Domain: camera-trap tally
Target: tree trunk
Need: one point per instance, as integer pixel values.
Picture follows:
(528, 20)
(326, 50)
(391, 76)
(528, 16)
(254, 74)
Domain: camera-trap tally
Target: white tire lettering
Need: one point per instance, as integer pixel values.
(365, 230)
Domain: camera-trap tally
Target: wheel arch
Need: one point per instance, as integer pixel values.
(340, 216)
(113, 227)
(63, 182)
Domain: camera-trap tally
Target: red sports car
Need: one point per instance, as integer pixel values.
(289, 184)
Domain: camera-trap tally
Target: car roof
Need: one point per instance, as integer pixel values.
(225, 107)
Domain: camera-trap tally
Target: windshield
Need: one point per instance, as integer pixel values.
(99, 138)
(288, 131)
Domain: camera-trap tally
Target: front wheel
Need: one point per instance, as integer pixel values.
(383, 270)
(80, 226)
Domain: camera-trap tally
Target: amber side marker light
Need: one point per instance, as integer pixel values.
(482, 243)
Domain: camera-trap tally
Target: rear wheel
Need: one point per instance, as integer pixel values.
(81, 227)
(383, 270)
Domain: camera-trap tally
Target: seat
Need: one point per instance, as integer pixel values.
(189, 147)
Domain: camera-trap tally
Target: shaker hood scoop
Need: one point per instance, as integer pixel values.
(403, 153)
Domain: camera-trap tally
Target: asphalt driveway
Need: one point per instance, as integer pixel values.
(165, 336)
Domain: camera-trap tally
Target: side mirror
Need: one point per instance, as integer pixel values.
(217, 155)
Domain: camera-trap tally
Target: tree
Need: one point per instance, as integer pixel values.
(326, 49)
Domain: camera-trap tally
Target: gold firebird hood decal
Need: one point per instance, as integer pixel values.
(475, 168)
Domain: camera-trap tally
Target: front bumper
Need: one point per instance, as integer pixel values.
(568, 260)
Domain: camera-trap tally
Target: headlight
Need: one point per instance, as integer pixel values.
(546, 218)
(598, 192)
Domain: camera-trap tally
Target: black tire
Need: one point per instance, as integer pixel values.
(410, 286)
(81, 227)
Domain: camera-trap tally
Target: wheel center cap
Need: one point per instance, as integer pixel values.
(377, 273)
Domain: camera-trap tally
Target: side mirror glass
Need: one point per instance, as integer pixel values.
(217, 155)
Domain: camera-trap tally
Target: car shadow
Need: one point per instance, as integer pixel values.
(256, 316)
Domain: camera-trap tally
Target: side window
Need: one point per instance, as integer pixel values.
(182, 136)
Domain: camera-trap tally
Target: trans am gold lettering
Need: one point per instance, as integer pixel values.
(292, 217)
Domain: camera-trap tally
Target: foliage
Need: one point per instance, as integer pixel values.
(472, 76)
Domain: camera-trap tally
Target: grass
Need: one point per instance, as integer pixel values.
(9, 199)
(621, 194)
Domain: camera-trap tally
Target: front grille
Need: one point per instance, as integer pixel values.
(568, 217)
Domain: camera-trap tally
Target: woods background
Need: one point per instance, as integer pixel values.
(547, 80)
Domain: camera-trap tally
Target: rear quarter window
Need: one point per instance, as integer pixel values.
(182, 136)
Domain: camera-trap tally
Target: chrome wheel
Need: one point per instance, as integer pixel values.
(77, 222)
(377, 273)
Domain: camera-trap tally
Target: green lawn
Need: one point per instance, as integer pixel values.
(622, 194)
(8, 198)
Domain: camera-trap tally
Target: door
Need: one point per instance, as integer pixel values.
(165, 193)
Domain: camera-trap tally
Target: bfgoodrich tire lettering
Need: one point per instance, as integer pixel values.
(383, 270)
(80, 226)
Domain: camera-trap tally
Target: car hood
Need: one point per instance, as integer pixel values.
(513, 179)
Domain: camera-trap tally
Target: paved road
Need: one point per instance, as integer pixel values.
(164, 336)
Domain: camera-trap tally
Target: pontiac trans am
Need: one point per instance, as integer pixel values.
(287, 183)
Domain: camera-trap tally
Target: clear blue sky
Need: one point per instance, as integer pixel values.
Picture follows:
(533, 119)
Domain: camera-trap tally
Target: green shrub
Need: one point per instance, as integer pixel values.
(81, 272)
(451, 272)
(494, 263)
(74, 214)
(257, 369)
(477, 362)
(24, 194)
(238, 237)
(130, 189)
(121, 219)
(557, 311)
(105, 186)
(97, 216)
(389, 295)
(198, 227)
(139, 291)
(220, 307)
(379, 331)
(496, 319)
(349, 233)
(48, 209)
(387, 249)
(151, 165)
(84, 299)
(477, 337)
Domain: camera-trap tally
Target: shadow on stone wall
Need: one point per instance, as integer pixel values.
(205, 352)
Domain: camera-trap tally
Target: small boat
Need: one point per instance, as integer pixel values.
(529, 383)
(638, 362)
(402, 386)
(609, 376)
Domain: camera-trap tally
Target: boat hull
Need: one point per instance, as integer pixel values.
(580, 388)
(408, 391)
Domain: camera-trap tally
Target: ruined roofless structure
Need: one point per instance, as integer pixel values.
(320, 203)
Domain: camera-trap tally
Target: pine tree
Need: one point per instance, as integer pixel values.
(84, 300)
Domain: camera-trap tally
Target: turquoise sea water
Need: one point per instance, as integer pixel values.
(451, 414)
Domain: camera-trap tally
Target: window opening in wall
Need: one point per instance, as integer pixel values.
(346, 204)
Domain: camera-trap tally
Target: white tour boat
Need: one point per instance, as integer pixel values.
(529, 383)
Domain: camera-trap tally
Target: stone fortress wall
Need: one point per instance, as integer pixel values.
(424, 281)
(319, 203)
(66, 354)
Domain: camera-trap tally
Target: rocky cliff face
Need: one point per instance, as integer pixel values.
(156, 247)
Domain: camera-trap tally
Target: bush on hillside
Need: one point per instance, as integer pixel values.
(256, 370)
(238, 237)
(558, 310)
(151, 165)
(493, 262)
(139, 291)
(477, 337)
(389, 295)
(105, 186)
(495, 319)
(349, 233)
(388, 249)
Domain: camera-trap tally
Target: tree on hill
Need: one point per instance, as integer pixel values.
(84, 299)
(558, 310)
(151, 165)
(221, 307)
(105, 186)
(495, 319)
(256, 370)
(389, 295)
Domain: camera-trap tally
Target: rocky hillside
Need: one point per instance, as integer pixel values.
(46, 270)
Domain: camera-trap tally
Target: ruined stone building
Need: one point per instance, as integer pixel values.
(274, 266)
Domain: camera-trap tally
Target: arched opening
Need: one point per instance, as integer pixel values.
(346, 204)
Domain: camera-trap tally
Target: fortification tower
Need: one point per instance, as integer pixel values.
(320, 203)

━━━━━━━━━━━━━━━━

# HOW TO COMPLETE THIS TASK
Please set down each of the entries above exactly as given.

# PROBLEM SOLUTION
Domain: camera-trap tally
Target: tree trunk
Need: one point per instance, as integer pixel values.
Picture follows:
(528, 20)
(326, 50)
(391, 76)
(528, 16)
(254, 74)
Domain: camera-trap tally
Target: white tire lettering
Need: one point per instance, as integer pixel values.
(365, 230)
Domain: camera-trap tally
Target: wheel arch
Need: one point per instance, as integer pixel values.
(340, 216)
(113, 227)
(63, 182)
Domain: camera-trap tally
Target: red sports car
Need: one point per instance, as integer pixel values.
(289, 184)
Domain: camera-trap tally
Target: car roof
Need: one point per instance, as integer pixel values.
(225, 107)
Domain: camera-trap tally
Target: windshield
Need: one point per instance, as integer pixel values.
(99, 138)
(288, 131)
Domain: camera-trap tally
Target: front wheel
Need: one point per instance, as integer pixel values.
(383, 270)
(80, 226)
Domain: camera-trap tally
Target: amber side marker light
Need: one point per instance, as integer pixel values.
(482, 243)
Domain: camera-trap tally
Target: rear wheel
Need: one point per instance, as integer pixel values.
(81, 227)
(383, 270)
Domain: camera-trap tally
Target: seat
Need: one point per instance, as integer pixel values.
(189, 147)
Domain: camera-trap tally
Target: shaker hood scoop
Need: one point per instance, as integer pixel values.
(403, 153)
Domain: camera-trap tally
Target: asphalt driveway
Need: one point per instance, as integer pixel values.
(165, 336)
Domain: camera-trap tally
Target: side mirror
Need: one point per instance, as integer pixel values.
(217, 155)
Domain: camera-trap tally
Target: tree
Need: one point per instance, as integer pixel values.
(326, 49)
Domain: camera-trap tally
Target: gold firebird hood decal
Need: one point per instance, as integer pixel values.
(475, 168)
Domain: camera-trap tally
Target: front bumper
Need: one point per instance, as integer pixel values.
(568, 260)
Domain: camera-trap tally
Target: headlight
Need: one point per instance, as integer pixel values.
(546, 218)
(598, 192)
Domain: camera-trap tally
Target: black tire
Need: one point per instance, as integer pixel values.
(410, 286)
(81, 227)
Domain: camera-trap tally
Target: wheel center cap
Need: one point per instance, as integer pixel values.
(377, 273)
Domain: camera-trap tally
Target: side mirror glass
Need: one point per instance, as integer pixel values.
(217, 155)
Domain: camera-trap tally
Target: car shadow
Need: one point per instance, as integer pixel values.
(256, 316)
Domain: camera-trap tally
Target: side window
Need: one point per instance, as integer pixel values.
(182, 136)
Domain: camera-trap tally
Target: trans am gold lettering
Need: one point per instance, as integer pixel values.
(292, 217)
Domain: camera-trap tally
Target: foliage
Need: one point per instance, as integer pixel values.
(472, 76)
Domain: camera-trap tally
Target: grass
Need: one point per instance, as integer pixel values.
(9, 199)
(621, 194)
Domain: camera-trap tally
Target: front grille
Need: one point per instance, as integer pixel values.
(568, 217)
Domain: camera-trap tally
Target: woods background
Need: one point per instance, as integer pixel values.
(547, 80)
Domain: camera-trap tally
Target: rear quarter window
Need: one point per instance, as integer pixel values.
(182, 136)
Domain: camera-trap tally
Target: chrome wheel
Need: one point per instance, as integer pixel values.
(77, 222)
(377, 273)
Domain: camera-trap tally
Target: green lawn
Need: one point per instance, as integer pixel values.
(622, 194)
(8, 198)
Domain: camera-trap tally
Target: door
Need: one point per instance, as integer pixel values.
(165, 193)
Domain: camera-trap tally
Target: bfgoodrich tire lettering
Need: one point per instance, as integer pixel values.
(383, 270)
(80, 226)
Domain: camera-trap tally
Target: car hood
Need: one point per instance, as integer pixel values.
(513, 179)
Domain: camera-trap tally
Target: paved road
Need: one point per instance, as integer pixel values.
(164, 336)
Domain: camera-trap tally
Target: pontiac trans am
Need: one point per instance, as integer pixel values.
(287, 183)
Domain: camera-trap tally
Target: clear blue sky
Need: one point per instance, as integer pixel values.
Picture follows:
(533, 119)
Domain: camera-trap tally
Target: green shrub
Need: one point per instance, as integer pixel values.
(81, 272)
(451, 272)
(494, 263)
(74, 214)
(257, 369)
(477, 362)
(24, 194)
(238, 237)
(130, 189)
(121, 219)
(557, 311)
(105, 186)
(97, 216)
(389, 295)
(198, 227)
(139, 291)
(220, 307)
(379, 331)
(496, 319)
(349, 233)
(48, 209)
(387, 249)
(151, 165)
(84, 299)
(477, 337)
Domain: camera-trap tally
Target: shadow on stone wall
Need: one point per instance, as integer pixel values.
(205, 352)
Domain: camera-trap tally
Target: small boat
Need: one point per instance, as integer pixel values.
(529, 383)
(638, 362)
(402, 386)
(609, 376)
Domain: camera-trap tally
Target: boat hull
Need: one point per instance, as integer pixel values.
(580, 388)
(408, 391)
Domain: camera-trap tally
Target: ruined roofless structure
Need: one point per instance, as integer pixel values.
(320, 203)
Domain: camera-trap tally
Target: pine tree
Need: one point per instance, as integer pixel values.
(84, 300)
Domain: camera-trap tally
Target: turquoise sea water
Need: one point per instance, as integer pixel values.
(451, 414)
Domain: camera-trap tally
Target: window opening in wall
Need: one point per instance, as integer pixel values.
(346, 204)
Domain: camera-trap tally
Target: white tour boat
Need: one point per instance, as integer pixel values.
(529, 383)
Domain: camera-trap tally
Target: stone fortress wall
Need: one point per instance, as integer pixel values.
(424, 281)
(319, 203)
(66, 354)
Domain: camera-trap tally
Target: rocky cliff face
Need: one point per instance, as integer pixel values.
(156, 247)
Domain: camera-trap tally
Target: bush on hillside
Need: one point per instance, as integer pixel values.
(256, 370)
(238, 237)
(558, 310)
(151, 165)
(493, 262)
(139, 291)
(477, 337)
(389, 295)
(105, 186)
(495, 319)
(349, 233)
(388, 249)
Domain: camera-trap tally
Target: tree on hill
Need: one point per instance, as integer pixel values.
(84, 299)
(558, 310)
(151, 165)
(221, 307)
(105, 186)
(495, 319)
(256, 370)
(389, 295)
Domain: camera-trap tally
Target: rocky hillside
Need: one point per instance, as integer pixel values.
(46, 270)
Domain: camera-trap tally
Target: ruined stone building
Need: one point per instance, as integer pixel values.
(274, 266)
Domain: camera-trap tally
Target: arched opening
Need: one point per instance, as integer pixel values.
(346, 204)
Domain: camera-trap tally
Target: fortification tower
Need: one point per instance, as integer pixel values.
(320, 203)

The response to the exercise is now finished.